[Data records]
* * * * *

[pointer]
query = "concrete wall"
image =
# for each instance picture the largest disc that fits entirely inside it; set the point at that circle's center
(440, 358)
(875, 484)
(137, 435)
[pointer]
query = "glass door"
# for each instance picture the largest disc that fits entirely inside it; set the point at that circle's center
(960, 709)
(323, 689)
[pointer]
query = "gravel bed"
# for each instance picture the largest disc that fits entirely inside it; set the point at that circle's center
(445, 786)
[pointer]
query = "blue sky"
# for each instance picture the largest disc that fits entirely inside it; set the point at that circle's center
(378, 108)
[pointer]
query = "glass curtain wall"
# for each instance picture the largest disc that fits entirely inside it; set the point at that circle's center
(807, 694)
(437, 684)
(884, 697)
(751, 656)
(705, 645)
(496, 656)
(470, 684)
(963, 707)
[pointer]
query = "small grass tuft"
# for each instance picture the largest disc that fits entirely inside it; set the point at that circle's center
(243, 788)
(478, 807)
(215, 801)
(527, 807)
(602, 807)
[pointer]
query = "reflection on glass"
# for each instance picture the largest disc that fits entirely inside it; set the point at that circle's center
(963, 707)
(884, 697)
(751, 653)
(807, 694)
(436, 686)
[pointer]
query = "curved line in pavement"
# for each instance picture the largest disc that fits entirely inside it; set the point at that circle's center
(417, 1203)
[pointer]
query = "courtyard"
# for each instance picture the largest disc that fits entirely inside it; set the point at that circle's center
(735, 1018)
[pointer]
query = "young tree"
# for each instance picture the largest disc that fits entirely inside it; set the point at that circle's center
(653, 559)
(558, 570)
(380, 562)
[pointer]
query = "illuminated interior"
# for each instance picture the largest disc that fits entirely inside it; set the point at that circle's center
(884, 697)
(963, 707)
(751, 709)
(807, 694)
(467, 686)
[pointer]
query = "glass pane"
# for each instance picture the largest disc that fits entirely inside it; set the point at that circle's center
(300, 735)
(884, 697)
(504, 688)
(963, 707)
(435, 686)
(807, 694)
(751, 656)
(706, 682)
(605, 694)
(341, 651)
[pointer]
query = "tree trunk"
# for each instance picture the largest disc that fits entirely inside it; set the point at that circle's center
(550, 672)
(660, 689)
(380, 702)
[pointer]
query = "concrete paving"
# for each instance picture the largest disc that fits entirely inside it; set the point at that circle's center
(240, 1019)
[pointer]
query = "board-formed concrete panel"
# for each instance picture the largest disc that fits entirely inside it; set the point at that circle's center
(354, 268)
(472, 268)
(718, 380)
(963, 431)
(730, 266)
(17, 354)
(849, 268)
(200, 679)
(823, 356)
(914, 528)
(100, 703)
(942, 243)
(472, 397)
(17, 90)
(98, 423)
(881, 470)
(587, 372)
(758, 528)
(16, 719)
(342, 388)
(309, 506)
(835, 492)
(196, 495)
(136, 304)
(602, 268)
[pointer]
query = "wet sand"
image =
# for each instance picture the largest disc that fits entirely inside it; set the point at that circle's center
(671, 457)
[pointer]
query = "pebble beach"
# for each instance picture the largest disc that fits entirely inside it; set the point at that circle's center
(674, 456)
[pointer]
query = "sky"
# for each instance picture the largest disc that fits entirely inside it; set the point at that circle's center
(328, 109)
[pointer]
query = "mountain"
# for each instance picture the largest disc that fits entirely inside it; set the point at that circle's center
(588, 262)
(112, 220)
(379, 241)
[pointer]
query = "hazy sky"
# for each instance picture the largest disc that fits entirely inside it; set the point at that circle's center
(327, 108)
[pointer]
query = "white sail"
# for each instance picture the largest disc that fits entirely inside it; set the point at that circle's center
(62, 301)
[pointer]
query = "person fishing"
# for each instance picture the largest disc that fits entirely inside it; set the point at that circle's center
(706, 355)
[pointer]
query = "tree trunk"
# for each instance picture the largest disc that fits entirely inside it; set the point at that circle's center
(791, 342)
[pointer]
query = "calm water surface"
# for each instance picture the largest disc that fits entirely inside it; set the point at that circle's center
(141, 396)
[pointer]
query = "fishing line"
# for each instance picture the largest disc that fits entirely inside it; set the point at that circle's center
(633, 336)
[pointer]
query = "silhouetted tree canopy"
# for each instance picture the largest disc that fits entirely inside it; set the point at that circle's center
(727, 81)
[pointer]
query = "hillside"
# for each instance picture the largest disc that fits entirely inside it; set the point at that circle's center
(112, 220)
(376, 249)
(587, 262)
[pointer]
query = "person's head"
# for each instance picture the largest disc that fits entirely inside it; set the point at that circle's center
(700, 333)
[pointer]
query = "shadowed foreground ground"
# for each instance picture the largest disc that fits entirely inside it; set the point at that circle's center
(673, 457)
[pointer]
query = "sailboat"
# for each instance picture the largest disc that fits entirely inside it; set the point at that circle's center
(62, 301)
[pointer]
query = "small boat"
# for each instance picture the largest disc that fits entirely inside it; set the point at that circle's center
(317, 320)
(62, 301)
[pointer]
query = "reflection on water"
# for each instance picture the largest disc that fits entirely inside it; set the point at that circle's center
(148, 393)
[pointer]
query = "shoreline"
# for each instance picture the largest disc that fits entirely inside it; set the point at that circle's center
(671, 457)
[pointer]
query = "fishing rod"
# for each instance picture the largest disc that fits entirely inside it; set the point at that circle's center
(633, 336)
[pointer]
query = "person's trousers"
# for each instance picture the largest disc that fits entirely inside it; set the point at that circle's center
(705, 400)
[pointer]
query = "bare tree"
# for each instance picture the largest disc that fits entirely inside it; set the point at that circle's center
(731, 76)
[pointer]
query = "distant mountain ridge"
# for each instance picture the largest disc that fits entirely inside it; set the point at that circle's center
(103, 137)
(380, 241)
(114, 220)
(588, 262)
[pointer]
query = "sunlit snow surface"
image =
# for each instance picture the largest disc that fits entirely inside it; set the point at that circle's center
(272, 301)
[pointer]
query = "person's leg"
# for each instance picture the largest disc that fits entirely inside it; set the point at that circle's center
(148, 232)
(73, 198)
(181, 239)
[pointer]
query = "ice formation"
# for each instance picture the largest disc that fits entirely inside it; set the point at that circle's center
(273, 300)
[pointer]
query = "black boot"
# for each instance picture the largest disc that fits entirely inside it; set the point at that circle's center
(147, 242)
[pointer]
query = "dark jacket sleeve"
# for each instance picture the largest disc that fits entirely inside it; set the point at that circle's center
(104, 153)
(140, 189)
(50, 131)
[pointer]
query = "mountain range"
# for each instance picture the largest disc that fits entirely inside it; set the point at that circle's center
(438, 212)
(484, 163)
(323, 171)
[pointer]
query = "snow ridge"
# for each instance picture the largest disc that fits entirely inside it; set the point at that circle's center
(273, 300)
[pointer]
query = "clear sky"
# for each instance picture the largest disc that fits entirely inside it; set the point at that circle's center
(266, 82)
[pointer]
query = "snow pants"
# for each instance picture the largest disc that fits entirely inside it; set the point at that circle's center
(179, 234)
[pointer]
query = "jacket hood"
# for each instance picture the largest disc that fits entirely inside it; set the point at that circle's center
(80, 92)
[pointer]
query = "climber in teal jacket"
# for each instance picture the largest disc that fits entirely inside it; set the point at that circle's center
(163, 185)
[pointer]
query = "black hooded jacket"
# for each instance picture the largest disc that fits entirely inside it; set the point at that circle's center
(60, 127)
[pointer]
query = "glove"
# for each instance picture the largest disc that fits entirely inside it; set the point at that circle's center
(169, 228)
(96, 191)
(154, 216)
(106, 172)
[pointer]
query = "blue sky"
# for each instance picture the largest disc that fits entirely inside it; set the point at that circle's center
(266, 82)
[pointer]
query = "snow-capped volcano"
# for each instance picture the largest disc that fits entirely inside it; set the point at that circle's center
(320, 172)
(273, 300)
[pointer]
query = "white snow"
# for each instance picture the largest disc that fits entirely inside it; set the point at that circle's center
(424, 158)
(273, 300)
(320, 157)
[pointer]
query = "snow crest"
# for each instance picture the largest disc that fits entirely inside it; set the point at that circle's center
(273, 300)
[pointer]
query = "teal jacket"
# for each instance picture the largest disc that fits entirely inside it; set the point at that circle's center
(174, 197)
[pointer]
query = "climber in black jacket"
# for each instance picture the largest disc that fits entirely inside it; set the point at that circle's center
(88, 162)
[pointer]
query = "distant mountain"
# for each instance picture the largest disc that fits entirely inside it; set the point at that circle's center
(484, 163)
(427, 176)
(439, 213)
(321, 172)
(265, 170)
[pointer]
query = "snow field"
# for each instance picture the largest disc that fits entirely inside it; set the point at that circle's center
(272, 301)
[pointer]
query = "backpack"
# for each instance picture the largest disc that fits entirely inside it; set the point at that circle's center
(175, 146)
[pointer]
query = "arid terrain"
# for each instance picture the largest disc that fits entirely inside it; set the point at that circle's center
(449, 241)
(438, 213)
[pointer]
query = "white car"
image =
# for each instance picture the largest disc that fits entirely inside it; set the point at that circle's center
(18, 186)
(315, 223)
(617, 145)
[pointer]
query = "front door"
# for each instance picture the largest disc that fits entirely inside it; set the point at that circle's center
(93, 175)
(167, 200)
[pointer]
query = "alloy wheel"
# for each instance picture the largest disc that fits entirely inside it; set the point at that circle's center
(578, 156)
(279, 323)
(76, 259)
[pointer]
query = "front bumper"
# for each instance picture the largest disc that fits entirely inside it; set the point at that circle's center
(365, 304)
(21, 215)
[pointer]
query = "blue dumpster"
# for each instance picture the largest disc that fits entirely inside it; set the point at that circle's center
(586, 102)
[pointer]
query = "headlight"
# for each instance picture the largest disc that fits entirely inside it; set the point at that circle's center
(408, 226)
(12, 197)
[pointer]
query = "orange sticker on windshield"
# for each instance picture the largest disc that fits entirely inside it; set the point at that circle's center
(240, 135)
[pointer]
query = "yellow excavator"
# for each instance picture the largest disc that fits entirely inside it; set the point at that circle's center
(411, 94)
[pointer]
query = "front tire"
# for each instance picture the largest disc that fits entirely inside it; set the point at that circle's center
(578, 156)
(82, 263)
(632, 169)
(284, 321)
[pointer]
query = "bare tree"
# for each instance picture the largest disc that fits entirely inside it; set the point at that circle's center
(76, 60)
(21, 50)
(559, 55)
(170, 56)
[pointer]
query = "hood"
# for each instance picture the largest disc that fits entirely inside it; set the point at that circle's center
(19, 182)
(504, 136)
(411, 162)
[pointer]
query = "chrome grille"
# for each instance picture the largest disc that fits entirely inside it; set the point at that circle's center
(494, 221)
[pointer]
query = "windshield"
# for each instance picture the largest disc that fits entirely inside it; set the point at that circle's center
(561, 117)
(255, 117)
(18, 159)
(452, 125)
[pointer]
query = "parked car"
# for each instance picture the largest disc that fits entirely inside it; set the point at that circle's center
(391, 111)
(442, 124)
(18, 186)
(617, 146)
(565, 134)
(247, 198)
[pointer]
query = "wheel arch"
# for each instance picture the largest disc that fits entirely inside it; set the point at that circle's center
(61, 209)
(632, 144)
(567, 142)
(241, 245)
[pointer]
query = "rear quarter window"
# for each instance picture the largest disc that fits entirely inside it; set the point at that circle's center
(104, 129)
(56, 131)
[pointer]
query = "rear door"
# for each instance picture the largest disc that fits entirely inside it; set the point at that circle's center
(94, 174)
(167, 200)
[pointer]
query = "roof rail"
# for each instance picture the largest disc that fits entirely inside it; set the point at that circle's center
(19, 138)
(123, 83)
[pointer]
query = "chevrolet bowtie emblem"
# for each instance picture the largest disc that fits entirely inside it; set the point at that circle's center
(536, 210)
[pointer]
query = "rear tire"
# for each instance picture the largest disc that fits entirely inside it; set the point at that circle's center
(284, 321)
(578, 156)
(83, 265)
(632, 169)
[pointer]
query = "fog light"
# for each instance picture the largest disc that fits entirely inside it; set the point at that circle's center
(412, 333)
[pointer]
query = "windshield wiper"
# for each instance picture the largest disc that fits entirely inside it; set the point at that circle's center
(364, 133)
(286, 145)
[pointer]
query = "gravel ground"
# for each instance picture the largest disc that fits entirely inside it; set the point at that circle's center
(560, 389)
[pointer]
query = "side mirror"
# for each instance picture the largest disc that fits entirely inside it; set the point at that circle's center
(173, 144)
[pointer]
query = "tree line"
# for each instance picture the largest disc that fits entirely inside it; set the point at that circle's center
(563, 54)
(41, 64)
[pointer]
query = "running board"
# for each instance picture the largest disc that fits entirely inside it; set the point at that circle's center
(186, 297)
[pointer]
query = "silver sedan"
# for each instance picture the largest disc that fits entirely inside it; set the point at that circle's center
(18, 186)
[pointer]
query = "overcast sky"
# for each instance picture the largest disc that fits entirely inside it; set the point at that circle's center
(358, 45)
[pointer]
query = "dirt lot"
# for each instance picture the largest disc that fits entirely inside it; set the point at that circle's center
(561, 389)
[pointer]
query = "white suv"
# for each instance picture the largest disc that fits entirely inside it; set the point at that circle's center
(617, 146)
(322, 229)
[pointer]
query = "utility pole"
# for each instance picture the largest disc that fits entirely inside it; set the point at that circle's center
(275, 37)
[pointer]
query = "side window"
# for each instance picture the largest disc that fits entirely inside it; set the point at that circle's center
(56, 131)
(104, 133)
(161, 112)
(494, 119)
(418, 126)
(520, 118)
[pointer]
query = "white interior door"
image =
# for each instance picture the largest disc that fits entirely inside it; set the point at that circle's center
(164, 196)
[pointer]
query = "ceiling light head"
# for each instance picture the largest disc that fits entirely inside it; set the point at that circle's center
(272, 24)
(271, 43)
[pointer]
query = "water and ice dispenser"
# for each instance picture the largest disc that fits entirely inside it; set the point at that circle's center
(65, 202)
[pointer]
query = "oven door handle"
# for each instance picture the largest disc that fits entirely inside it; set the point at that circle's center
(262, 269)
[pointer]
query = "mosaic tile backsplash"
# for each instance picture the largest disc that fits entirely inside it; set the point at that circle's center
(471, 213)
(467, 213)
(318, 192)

* * * * *

> Work instructions
Report how many lines in the data records above contain the string "glass". Case counts.

> Complete response
4